Tarefa 1:
No excerto sobre o Protocolo, que outro segmento de público, além das entidades oficiais, costuma gerar preocupação?

Excerto:

Regra geral, as entidades anfitriãs, sobretudo as privadas, consideram “necessário” o Protocolo quando entidades oficiais vão participar nos seus eventos. E, outro segmento de público que costuma, igualmente, gerar preocupação no que ao Protocolo diz respeito, são as entidades militares. Com efeito, o Cerimonial Militar afigura‑se‑nos a nós, civis, como um conjunto de rituais e práticas revestidas de enorme beleza, formalidade e complexidade.

E quando na lista de convidados estão personalidades das Forças Armadas, logo uma das primeiras questões que se colocam a quem organiza e implementa planos de seating é onde “colocar” os militares. Natural e justificadamente, tememos o que não conhecemos.

Dados registados:
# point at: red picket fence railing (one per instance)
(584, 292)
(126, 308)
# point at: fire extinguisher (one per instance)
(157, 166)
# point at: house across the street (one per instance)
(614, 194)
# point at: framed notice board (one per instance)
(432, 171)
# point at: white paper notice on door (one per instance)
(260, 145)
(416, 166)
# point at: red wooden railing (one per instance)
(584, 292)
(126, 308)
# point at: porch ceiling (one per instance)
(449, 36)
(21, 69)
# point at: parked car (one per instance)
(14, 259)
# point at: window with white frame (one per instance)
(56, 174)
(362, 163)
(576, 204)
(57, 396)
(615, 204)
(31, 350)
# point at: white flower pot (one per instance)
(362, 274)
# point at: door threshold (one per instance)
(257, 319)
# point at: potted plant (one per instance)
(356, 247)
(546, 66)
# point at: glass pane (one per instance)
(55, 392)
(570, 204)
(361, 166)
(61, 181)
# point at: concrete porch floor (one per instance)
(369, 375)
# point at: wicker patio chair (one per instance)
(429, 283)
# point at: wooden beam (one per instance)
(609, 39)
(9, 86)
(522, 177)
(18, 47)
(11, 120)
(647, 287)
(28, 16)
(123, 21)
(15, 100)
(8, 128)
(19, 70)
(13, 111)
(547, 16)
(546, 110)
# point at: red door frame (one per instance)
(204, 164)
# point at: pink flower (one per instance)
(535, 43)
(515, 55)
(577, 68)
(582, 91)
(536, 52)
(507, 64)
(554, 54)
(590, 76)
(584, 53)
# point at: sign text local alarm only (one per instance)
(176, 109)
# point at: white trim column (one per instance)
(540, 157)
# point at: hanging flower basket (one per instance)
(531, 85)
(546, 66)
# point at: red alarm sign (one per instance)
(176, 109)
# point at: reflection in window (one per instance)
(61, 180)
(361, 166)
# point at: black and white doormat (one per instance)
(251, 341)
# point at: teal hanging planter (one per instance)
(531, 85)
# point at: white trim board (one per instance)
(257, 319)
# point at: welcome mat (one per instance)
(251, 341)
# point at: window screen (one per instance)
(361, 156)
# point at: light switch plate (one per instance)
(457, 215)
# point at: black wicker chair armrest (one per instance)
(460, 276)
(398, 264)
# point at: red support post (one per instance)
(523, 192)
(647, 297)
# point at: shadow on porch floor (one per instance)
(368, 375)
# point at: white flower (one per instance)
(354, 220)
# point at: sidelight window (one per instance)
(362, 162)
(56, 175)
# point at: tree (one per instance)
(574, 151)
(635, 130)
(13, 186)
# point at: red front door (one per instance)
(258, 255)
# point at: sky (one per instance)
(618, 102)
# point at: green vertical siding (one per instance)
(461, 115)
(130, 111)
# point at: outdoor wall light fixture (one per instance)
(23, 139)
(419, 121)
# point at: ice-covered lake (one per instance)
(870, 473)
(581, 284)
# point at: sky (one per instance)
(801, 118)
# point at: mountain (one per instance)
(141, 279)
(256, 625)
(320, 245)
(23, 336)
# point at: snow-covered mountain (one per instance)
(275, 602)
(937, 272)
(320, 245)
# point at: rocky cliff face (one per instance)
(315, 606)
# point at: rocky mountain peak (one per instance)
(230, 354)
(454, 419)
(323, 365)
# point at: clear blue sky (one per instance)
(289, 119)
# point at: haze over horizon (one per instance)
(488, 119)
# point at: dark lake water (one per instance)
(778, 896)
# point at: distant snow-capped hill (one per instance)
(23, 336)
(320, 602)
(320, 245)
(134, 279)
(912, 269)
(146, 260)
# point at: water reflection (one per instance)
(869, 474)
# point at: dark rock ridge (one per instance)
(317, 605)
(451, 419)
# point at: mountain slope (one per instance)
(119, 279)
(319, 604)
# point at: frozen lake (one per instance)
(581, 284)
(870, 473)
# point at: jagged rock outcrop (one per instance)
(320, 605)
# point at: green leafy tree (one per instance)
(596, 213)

---

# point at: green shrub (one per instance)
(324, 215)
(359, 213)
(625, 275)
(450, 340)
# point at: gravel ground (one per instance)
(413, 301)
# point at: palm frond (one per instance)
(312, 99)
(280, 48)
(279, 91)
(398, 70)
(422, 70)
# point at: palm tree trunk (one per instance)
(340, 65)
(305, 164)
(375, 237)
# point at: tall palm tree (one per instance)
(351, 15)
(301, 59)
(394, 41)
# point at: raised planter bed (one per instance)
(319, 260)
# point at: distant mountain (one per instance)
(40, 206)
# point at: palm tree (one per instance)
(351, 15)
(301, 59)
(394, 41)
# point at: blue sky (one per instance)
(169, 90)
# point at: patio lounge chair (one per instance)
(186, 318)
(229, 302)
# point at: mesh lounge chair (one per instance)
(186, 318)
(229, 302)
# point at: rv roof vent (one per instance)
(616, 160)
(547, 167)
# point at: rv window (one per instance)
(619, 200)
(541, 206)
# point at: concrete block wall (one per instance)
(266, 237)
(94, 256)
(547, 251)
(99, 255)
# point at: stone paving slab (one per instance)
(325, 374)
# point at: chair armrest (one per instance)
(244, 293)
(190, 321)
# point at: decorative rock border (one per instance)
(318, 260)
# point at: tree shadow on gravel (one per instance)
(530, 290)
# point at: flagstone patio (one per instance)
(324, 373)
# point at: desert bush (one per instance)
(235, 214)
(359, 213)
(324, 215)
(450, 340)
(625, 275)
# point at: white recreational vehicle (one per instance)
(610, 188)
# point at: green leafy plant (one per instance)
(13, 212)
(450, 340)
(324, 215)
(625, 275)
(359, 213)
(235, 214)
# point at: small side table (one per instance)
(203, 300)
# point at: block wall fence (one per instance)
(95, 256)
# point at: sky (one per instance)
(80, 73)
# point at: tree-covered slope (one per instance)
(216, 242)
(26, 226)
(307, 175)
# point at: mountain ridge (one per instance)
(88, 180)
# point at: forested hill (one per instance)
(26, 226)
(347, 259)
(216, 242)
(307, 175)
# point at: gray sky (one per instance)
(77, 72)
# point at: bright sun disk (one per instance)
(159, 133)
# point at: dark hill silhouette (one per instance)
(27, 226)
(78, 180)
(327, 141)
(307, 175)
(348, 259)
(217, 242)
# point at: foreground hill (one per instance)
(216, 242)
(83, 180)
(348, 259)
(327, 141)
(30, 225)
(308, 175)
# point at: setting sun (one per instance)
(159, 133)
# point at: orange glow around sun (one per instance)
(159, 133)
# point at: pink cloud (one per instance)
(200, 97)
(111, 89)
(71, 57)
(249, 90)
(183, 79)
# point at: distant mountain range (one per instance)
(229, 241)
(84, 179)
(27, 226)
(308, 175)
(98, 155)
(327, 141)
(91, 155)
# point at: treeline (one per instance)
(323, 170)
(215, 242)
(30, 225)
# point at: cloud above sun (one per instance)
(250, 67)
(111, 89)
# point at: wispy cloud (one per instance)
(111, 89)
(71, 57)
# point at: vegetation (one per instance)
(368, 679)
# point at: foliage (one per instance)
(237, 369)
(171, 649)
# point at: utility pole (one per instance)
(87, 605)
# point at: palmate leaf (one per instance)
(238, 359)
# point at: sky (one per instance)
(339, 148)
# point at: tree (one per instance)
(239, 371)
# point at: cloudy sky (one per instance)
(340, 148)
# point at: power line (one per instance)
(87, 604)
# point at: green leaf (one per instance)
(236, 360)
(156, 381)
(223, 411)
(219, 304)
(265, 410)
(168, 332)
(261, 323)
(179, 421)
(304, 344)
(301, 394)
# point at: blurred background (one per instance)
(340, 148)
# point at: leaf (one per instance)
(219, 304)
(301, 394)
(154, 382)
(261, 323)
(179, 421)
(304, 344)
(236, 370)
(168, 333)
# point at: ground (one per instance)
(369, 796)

Tarefa 2:
Localize nos registos todas as linhas que contêm a palavra "green" e copie-as.

Resposta completa 1:
As entidades militares.

Resposta completa 2:
# point at: green vertical siding (one per instance)
# point at: green leafy tree (one per instance)
# point at: green shrub (one per instance)
# point at: green leafy plant (one per instance)
# point at: green leaf (one per instance)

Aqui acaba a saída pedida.